# [Exercise materials]
****************

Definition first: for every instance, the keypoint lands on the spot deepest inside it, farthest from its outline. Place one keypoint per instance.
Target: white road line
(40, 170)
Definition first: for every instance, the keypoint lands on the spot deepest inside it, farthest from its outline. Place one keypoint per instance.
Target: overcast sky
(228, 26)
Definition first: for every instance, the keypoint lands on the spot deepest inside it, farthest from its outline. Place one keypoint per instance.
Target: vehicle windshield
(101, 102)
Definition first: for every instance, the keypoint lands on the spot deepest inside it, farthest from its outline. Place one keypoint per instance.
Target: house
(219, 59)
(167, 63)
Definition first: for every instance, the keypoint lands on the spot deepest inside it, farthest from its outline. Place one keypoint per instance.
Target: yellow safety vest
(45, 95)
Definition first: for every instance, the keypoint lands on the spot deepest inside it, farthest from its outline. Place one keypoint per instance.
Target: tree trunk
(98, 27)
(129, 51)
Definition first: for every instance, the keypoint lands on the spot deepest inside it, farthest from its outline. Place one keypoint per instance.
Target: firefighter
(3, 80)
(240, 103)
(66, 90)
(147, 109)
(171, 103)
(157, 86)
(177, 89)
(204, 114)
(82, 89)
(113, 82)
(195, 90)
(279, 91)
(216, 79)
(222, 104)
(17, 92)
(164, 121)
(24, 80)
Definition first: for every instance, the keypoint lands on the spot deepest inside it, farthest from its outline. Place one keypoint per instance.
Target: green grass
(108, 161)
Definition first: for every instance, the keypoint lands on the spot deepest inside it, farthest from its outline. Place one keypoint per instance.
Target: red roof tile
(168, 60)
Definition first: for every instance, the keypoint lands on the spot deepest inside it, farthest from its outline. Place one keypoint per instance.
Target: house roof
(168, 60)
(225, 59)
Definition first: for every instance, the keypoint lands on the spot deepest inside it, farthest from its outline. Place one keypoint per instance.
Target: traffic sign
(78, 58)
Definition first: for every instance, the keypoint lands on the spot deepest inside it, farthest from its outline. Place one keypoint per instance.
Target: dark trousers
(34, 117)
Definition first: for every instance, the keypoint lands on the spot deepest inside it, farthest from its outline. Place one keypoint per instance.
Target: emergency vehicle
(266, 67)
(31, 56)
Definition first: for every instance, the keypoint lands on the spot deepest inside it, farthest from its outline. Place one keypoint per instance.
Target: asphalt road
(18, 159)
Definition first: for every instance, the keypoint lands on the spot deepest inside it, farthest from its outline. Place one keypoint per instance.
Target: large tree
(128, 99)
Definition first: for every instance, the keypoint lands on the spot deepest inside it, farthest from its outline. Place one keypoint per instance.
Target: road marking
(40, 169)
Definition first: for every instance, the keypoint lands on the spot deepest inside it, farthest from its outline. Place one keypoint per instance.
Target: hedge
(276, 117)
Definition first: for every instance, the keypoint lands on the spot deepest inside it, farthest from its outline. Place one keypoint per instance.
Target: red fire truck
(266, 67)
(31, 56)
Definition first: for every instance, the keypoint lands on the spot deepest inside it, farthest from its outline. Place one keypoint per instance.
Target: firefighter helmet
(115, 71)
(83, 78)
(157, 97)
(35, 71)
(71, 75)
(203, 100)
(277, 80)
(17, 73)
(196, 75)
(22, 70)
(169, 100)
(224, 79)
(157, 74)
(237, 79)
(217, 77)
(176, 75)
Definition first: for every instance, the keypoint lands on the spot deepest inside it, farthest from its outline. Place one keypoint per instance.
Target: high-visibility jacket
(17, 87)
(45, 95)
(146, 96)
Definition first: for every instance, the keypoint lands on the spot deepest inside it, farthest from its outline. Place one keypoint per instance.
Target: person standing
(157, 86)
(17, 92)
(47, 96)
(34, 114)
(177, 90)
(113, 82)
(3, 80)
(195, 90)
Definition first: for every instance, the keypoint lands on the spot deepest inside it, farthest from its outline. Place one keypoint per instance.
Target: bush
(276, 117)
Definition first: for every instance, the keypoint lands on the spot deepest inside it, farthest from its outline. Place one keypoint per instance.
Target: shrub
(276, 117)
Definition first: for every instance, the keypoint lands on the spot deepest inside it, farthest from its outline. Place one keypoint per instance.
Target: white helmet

****************

# [Required work]
Print all the data exactly.

# [Task result]
Definition first: for every instance, the keypoint lands on the spot deepest inside it, farthest from its outline. Place one keypoint per instance.
Target: white road line
(40, 170)
Definition first: for every instance, the keypoint lands on the spot deepest inside it, farthest from its outline. Place one keypoint per instance.
Target: overcast sky
(228, 26)
Definition first: for every instance, the keypoint lands on the spot deepest inside it, farthest from its outline. Place one keypoint per instance.
Target: vehicle windshield
(101, 102)
Definition first: for every instance, the keypoint lands on the spot deepest inside it, farthest from its outline. Place one keypoint per instance.
Target: house
(219, 59)
(167, 63)
Definition first: for every instance, the keypoint lands on the spot deepest inside it, farthest from its outline. Place one keypoint per instance.
Target: yellow safety vest
(45, 95)
Definition first: for every instance, the keypoint lands on the spot deepest inside it, farthest from its outline. Place one keypoint per instance.
Target: tree trunk
(98, 27)
(129, 51)
Definition first: for every instance, the keypoint lands on the spot deepest inside it, farthest from its outline. Place one keypoint per instance.
Target: firefighter
(3, 80)
(240, 103)
(66, 90)
(147, 109)
(171, 103)
(157, 86)
(177, 89)
(204, 114)
(82, 89)
(113, 82)
(195, 90)
(279, 91)
(216, 79)
(222, 104)
(17, 92)
(164, 121)
(24, 80)
Definition first: for every instance, the keypoint lands on the spot deepest inside it, farthest from its outline. Place one keypoint per instance.
Target: green grass
(108, 161)
Definition first: for every instance, the keypoint lands on the spot deepest inside it, farthest from its outline. Place one keypoint per instance.
Target: red roof tile
(168, 60)
Definition first: for every instance, the keypoint lands on the spot deepest inside it, farthest from its outline. Place one keypoint per instance.
Target: house roof
(168, 60)
(225, 59)
Definition first: for every instance, the keypoint lands on the spot deepest inside it, farthest from its outline. Place one keypoint per instance.
Target: traffic sign
(78, 58)
Definition first: for every instance, the keypoint lands on the spot deepest inside it, farthest from its outline. Place one keypoint per instance.
Target: dark trousers
(34, 117)
Definition first: for every instance, the keypoint lands on the spot deepest inside it, farthest from its outline. Place one keypoint per instance.
Target: emergency vehicle
(266, 67)
(31, 56)
Definition first: for every instance, the keypoint lands on the spot deepest inside it, farthest from its outline. Place one keypoint per instance.
Target: asphalt road
(18, 159)
Definition first: for every instance, the keypoint lands on the spot deepest inside it, farthest from its outline. Place one keypoint per instance.
Target: large tree
(128, 99)
Definition first: for every instance, the keypoint lands on the spot deepest inside it, farthest from its outline. Place one keypoint per instance.
Target: road marking
(40, 169)
Definition first: for every instance, the keypoint lands on the spot deepest inside it, farthest from its outline. Place one keypoint per instance.
Target: hedge
(276, 117)
Definition first: for every instance, the keypoint lands on the spot deepest inside it, farthest from its outline. Place one keypoint per instance.
Target: red fire truck
(266, 67)
(31, 56)
Definition first: for every instance, the keypoint lands on the spot deepest inside it, farthest from its outline. Place one keypoint per instance.
Target: firefighter helmet
(115, 71)
(83, 78)
(157, 97)
(35, 71)
(71, 75)
(203, 100)
(277, 80)
(17, 73)
(196, 75)
(22, 70)
(169, 100)
(224, 79)
(157, 74)
(237, 79)
(217, 77)
(176, 75)
Definition first: for every instance, the keypoint lands on the spot deepest inside it, farthest from its outline. Place one keypoint per instance.
Target: high-visibility jacket
(17, 87)
(45, 95)
(146, 96)
Definition first: for every instance, the keypoint lands on the spot deepest inside it, farthest from its outline. Place one keypoint per instance.
Target: person standing
(157, 86)
(17, 92)
(47, 96)
(34, 114)
(177, 90)
(113, 82)
(3, 80)
(195, 90)
Definition first: for every instance, the keypoint lands on the spot deepest inside it, farthest from its outline. Place one keypoint per instance.
Target: bush
(276, 117)
Definition first: for every instance, the keypoint lands on the spot deepest inside it, farthest from its outline. Place one keypoint per instance.
Target: shrub
(276, 117)
Definition first: for every instance, the keypoint lands on the spot deepest inside it, farthest from its outline. Place one keypoint per instance.
Target: white helmet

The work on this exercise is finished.